--- WHAT NEEDS TO BE DONE ---
Only lines holding the word "light" are wanted from the records; copy all of them.

(Referring expression pointing data)
*** Block opens ***
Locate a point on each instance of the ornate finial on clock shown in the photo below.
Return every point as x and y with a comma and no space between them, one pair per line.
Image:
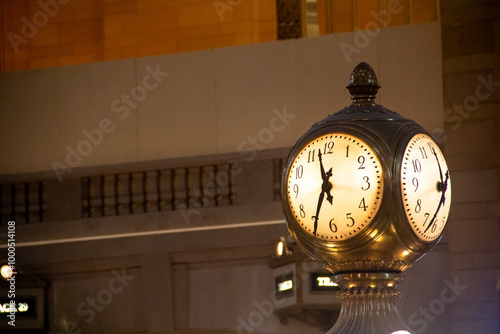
363,84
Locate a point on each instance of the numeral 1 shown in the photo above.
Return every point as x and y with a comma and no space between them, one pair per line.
310,156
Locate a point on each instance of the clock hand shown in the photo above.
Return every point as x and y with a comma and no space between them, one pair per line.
439,166
442,200
320,201
326,186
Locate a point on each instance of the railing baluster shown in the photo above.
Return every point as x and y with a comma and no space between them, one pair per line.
144,192
172,187
13,202
27,202
116,190
186,186
130,194
158,189
230,183
216,186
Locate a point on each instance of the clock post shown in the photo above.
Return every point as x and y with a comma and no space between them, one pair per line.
367,192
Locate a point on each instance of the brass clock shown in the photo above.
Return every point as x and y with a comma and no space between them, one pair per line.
425,187
334,186
367,192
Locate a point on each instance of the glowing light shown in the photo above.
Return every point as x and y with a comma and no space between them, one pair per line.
279,248
6,271
325,281
286,285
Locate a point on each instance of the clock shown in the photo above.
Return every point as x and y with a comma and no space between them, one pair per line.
334,186
425,187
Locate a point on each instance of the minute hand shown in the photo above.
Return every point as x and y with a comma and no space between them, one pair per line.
441,201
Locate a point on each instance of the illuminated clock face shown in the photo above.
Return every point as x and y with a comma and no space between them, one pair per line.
425,187
334,186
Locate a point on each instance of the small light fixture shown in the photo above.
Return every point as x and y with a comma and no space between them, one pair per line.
6,271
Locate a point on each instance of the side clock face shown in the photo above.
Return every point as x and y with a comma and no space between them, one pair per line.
334,186
425,187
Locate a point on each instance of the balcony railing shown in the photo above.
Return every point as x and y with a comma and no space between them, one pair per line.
169,185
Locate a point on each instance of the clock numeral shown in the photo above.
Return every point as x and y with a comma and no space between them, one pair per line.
302,212
417,167
418,207
299,172
352,219
329,147
434,227
426,217
367,185
362,204
431,147
423,152
310,155
333,227
361,161
414,181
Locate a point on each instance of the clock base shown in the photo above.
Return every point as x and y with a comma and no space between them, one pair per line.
368,304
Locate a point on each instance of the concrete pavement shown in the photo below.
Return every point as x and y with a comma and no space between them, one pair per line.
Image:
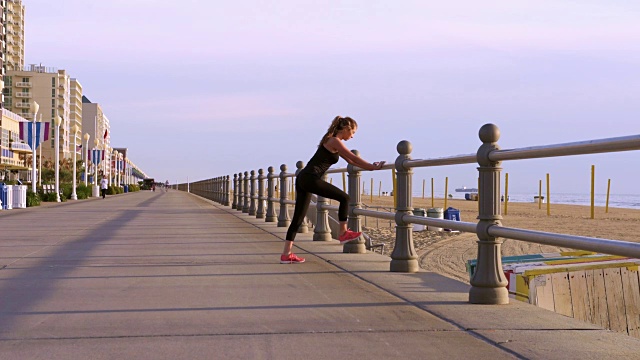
155,275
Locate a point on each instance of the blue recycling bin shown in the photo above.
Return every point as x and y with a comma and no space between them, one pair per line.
452,214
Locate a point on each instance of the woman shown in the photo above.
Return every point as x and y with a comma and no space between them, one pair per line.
309,181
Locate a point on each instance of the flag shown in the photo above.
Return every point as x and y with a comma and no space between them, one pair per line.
96,156
26,132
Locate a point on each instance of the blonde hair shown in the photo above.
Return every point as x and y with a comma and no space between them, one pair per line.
339,123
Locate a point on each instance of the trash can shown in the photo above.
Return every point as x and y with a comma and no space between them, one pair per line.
7,197
436,213
452,214
419,212
19,196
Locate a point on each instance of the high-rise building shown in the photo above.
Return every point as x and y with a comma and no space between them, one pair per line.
95,123
50,88
75,114
14,34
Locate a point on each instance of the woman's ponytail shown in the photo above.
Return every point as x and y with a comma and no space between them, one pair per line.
338,123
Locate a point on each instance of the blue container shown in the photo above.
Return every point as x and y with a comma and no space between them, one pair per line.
452,214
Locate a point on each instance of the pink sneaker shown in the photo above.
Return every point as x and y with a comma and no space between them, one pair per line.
349,236
291,259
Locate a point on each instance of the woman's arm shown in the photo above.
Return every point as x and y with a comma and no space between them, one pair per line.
351,158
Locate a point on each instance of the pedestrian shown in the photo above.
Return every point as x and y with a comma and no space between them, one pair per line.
309,181
103,187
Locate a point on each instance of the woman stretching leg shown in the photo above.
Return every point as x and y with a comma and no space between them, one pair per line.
309,181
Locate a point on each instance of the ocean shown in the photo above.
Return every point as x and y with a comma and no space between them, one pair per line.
627,201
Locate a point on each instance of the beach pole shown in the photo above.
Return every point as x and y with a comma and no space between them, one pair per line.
593,178
540,194
606,209
548,196
395,190
432,202
446,191
371,194
506,192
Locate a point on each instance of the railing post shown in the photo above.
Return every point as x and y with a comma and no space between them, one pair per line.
240,194
404,257
304,228
322,231
271,211
488,284
245,192
252,193
227,190
355,202
260,211
283,217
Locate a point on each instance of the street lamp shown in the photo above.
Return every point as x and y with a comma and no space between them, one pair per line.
34,111
85,155
57,121
96,189
115,168
75,129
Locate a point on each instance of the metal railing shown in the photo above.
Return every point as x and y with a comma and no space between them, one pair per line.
488,284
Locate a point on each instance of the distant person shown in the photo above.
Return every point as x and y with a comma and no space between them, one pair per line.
104,184
309,181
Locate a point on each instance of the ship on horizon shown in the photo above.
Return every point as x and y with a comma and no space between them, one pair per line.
466,189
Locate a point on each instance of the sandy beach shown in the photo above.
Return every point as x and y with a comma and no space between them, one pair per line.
446,253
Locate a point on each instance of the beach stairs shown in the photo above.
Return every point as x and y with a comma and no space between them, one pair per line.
597,288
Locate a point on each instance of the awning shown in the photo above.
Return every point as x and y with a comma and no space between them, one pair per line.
20,147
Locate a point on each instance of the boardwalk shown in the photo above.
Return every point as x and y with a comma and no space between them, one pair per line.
154,275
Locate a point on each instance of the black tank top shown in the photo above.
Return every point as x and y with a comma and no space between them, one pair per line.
320,162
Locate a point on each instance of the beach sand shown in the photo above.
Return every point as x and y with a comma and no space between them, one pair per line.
446,253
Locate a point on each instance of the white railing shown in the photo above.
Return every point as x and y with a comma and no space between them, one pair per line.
488,284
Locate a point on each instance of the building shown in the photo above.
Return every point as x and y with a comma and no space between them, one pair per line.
12,39
14,153
96,124
50,88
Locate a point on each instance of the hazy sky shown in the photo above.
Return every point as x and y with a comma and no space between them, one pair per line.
204,88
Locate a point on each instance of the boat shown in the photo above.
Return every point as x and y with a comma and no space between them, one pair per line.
466,189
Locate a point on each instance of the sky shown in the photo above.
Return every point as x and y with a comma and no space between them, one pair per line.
197,89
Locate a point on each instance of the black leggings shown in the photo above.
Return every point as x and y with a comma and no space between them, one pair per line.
307,184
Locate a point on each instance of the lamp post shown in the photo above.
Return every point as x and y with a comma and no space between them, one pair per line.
34,110
75,129
115,168
96,189
86,157
57,121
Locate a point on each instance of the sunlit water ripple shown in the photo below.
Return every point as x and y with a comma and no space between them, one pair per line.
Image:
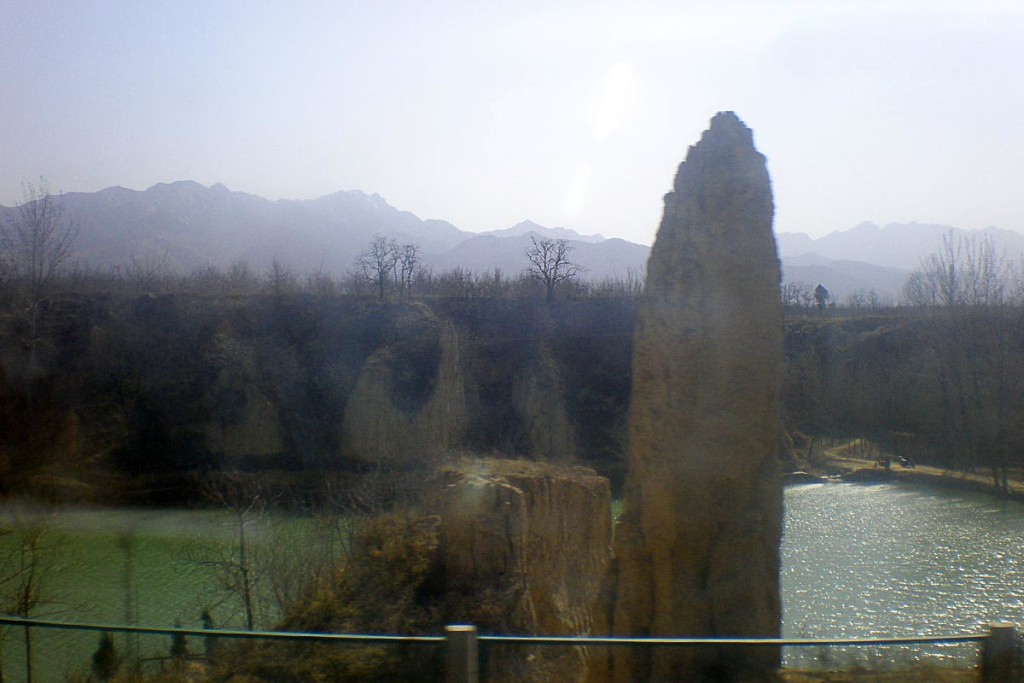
891,561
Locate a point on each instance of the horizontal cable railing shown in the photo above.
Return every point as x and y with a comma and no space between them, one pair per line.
1000,651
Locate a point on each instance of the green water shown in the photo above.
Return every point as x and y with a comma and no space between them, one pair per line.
153,567
857,561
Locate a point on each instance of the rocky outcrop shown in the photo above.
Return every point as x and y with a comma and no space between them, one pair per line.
523,550
513,547
697,550
255,430
243,421
410,400
539,398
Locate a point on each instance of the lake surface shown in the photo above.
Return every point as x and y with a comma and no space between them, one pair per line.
891,560
858,561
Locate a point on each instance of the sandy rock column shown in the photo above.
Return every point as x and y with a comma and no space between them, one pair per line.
697,549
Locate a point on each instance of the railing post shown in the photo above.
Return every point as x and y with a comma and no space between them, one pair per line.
1000,658
461,658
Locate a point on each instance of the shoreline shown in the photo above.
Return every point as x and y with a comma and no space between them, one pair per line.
839,465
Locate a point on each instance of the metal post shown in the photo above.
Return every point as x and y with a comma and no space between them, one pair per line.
461,660
1000,659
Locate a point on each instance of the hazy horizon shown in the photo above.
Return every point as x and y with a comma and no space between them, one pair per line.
568,114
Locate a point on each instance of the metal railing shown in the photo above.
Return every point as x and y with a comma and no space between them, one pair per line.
1000,654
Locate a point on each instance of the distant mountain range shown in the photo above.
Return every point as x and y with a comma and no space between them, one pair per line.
189,225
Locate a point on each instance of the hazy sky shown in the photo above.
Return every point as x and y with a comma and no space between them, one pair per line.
485,114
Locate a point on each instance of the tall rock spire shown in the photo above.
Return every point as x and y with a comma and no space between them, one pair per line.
697,549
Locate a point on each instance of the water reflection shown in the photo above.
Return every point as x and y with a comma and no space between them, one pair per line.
888,561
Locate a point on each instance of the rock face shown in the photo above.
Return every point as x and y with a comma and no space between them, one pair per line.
540,400
523,549
697,550
410,400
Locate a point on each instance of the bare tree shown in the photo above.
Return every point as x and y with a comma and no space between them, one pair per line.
549,262
386,263
965,271
378,263
23,582
408,266
36,243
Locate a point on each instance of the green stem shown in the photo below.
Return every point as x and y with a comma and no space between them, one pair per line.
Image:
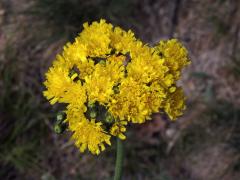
*** Block closes ***
--- RESPONSE TO THE TASK ---
Locate a point on each instance of the glowing light shown in the photo above.
Locate a point on each instance of the small light fixture shown in the photo above.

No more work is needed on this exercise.